• What is being asked:
Reproduce the stretch of records from the very beginning through the line containing "point(131, 89)", word for word.

• Exercise inputs:
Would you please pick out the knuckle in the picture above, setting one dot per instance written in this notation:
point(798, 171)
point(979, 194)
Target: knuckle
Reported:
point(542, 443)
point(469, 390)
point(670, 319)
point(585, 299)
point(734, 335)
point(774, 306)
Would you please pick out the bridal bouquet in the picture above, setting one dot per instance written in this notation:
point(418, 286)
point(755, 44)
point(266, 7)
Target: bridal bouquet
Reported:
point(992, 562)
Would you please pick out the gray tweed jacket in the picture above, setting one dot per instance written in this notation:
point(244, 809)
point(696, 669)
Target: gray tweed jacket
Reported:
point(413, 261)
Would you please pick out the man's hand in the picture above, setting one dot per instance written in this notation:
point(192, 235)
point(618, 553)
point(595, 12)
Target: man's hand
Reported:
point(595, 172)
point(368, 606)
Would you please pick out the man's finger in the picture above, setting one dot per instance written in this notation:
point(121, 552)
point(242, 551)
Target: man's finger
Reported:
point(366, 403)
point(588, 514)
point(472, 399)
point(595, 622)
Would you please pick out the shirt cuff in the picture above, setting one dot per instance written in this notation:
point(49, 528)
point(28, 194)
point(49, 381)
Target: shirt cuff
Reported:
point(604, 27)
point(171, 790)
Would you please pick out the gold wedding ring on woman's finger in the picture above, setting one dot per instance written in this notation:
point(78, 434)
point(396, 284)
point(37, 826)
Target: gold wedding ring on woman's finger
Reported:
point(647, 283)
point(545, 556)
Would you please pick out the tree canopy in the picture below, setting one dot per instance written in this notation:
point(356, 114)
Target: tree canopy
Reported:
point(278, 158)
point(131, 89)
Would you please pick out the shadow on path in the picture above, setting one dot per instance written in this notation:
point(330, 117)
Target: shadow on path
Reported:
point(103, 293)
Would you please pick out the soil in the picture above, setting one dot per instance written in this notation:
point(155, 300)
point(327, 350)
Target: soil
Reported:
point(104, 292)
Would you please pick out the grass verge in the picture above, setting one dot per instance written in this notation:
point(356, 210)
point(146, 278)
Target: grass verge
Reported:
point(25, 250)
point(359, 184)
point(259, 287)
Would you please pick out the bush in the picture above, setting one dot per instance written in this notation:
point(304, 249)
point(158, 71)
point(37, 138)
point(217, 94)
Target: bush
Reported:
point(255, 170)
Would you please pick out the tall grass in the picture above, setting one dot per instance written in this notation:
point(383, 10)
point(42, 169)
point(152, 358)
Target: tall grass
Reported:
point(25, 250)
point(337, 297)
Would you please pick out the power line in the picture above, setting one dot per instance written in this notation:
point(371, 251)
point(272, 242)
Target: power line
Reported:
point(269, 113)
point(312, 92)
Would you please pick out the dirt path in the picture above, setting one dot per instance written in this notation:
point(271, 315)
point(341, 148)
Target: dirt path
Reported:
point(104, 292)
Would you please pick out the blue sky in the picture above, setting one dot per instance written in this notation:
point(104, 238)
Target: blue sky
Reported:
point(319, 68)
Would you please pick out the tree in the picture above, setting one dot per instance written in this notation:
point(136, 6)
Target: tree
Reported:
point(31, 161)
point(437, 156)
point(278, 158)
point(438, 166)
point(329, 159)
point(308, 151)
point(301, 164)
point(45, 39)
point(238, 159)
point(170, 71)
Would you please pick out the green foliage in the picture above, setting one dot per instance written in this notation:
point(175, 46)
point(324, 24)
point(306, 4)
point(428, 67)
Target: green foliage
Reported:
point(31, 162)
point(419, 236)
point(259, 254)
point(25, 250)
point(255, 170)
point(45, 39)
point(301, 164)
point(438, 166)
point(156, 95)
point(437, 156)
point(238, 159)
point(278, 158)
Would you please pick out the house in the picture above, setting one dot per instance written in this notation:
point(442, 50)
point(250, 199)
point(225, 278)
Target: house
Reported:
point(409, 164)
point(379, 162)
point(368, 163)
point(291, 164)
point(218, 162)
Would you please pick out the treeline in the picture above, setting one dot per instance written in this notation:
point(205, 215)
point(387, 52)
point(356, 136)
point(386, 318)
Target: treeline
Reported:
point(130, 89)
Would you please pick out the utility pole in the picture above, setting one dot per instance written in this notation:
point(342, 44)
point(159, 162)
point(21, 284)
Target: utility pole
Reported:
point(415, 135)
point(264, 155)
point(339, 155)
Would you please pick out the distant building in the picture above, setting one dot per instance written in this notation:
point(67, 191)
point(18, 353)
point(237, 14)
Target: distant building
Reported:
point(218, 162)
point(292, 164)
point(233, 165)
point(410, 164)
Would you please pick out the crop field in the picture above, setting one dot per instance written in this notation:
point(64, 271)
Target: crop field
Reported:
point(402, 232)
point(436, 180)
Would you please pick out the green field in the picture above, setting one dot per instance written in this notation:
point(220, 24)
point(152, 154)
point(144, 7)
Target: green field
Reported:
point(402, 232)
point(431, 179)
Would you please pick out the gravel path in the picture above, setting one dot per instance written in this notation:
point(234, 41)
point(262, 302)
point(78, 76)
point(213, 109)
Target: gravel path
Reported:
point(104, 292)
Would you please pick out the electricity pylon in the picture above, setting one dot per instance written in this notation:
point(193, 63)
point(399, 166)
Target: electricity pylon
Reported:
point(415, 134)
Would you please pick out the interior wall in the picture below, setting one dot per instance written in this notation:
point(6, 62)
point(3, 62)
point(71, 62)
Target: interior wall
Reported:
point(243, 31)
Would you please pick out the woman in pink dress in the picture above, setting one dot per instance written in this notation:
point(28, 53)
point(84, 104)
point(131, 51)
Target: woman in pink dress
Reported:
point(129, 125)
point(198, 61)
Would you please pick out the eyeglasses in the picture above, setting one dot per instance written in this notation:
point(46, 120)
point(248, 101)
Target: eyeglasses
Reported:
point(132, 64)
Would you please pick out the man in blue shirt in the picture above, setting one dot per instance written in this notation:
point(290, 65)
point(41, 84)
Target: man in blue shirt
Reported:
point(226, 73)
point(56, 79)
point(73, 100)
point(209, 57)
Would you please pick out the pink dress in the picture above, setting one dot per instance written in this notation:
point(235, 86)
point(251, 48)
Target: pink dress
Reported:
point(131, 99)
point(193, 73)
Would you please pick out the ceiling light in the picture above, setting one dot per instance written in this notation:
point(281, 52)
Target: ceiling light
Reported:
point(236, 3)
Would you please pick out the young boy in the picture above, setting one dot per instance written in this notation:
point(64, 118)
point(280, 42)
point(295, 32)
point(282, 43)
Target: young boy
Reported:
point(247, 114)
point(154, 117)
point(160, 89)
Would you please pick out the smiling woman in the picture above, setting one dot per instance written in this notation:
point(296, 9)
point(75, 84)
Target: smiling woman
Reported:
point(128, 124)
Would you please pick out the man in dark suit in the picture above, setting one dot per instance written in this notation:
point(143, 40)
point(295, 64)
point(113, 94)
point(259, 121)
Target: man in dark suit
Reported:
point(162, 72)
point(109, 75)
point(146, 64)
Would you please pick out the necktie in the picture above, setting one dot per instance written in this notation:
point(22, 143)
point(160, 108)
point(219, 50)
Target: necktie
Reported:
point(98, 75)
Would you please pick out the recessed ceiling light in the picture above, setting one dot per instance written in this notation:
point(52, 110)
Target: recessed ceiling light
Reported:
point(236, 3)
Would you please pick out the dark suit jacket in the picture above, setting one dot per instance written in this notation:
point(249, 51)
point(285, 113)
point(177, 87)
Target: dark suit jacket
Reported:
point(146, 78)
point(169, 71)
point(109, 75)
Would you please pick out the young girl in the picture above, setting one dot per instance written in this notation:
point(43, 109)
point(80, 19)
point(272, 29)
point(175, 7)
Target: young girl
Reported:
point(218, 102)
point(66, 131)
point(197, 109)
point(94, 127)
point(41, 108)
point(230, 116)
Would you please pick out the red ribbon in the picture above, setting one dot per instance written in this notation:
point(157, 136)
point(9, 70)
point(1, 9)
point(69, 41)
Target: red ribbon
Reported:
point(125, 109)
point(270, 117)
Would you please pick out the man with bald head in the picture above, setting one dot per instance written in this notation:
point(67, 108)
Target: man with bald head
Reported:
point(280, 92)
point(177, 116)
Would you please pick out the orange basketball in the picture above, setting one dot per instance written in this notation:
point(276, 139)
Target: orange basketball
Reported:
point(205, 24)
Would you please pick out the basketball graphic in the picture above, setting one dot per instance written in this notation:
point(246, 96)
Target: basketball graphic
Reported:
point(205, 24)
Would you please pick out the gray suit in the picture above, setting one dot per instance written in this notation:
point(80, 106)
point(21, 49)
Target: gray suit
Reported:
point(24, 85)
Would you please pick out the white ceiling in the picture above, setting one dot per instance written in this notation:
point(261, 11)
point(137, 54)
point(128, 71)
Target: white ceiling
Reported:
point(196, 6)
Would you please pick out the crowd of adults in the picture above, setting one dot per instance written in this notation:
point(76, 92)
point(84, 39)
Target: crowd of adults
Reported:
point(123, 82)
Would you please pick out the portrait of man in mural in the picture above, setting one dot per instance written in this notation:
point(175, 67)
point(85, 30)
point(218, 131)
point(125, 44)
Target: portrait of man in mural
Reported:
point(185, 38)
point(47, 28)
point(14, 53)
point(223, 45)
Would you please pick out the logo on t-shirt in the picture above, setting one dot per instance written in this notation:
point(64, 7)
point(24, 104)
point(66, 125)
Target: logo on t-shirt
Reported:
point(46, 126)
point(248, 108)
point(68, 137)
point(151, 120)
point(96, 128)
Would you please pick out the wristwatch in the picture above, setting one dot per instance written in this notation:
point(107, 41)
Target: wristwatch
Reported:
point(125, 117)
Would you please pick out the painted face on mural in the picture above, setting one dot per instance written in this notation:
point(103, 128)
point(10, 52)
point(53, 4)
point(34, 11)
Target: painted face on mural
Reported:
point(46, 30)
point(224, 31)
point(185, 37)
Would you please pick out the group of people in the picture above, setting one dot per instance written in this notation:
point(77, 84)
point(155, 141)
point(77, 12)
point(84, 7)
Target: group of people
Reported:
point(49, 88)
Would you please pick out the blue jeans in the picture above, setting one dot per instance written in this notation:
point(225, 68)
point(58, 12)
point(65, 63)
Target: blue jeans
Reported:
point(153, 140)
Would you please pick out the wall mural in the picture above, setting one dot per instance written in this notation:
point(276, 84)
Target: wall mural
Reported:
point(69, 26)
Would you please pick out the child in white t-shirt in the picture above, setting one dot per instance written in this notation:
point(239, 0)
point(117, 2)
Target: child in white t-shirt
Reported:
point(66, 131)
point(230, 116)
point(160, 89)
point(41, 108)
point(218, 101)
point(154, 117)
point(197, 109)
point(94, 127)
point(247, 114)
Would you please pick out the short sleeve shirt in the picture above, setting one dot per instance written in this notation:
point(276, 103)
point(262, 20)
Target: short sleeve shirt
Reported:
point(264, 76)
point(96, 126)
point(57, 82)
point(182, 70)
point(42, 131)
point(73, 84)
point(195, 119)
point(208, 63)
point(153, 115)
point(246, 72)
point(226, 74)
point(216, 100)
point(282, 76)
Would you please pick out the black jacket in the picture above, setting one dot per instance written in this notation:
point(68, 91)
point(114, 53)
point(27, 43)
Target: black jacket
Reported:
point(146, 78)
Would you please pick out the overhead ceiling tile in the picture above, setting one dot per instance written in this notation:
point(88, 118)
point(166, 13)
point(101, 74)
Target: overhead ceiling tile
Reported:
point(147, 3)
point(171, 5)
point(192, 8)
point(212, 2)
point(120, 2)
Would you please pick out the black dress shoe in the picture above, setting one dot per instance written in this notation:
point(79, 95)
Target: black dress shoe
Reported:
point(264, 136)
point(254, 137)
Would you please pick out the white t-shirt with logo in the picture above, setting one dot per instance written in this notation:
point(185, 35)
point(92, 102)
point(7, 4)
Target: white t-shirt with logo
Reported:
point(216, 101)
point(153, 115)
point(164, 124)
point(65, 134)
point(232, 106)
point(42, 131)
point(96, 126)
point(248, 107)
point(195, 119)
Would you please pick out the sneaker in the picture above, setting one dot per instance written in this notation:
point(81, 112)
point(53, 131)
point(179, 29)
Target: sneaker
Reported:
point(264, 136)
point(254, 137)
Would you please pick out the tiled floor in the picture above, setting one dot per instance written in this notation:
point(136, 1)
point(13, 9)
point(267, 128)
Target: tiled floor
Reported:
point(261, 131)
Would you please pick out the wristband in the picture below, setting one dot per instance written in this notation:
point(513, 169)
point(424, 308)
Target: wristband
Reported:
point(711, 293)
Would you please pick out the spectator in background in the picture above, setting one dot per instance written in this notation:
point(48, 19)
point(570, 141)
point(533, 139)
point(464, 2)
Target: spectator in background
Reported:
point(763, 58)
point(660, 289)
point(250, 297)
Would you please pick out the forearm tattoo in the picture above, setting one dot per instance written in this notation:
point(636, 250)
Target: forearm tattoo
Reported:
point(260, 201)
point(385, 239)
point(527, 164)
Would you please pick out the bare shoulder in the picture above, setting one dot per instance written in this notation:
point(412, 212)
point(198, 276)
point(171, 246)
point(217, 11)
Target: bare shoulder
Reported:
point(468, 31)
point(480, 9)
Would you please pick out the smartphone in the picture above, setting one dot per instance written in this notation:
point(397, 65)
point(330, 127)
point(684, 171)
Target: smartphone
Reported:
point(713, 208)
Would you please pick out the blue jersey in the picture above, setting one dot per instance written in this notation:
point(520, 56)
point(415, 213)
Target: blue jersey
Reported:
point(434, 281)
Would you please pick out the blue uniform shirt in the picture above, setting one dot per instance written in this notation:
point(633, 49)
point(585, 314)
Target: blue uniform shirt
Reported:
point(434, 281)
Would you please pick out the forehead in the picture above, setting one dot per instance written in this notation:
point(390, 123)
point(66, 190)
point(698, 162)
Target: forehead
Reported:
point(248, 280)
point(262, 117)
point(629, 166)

• Solution to the exercise:
Would you please pick out the knuckle in the picture above, setting one dot per instance written in this notation:
point(798, 171)
point(979, 194)
Target: knuckle
Reported:
point(542, 443)
point(469, 390)
point(670, 319)
point(585, 299)
point(734, 335)
point(774, 306)
Would you please pick out the bridal bouquet in the picture above, setting one dot per instance written in this notation:
point(418, 286)
point(755, 44)
point(266, 7)
Target: bridal bouquet
Reported:
point(992, 562)
Would you please pick out the gray tweed jacket in the picture above, setting one dot per instance written in this notation:
point(244, 809)
point(696, 669)
Target: gray tweed jacket
Reported:
point(413, 261)
Would you please pick out the man's hand in the picture above, setting one dot per instance written in this notation:
point(192, 235)
point(618, 553)
point(595, 12)
Target: man's hand
Reported:
point(595, 172)
point(368, 606)
Would you please pick out the man's finger in the picture above, setting one dot per instance written in this notation:
point(121, 552)
point(242, 551)
Target: man's finger
Reported:
point(366, 403)
point(588, 514)
point(472, 399)
point(595, 622)
Would you please pick out the shirt cuff in the picture above, setting one dot per instance written in this notation:
point(49, 528)
point(28, 194)
point(49, 381)
Target: shirt cuff
Reported:
point(604, 27)
point(171, 790)
Would you please pick out the gold wedding ring on woman's finger in the picture above, setting one dot per instance written in this notation:
point(78, 434)
point(396, 284)
point(37, 826)
Target: gold wedding ring on woman's finger
Reported:
point(647, 283)
point(545, 556)
Would you please pick out the tree canopy in the picture below, setting one dot per instance written in this notation:
point(356, 114)
Target: tree canopy
Reported:
point(278, 158)
point(131, 89)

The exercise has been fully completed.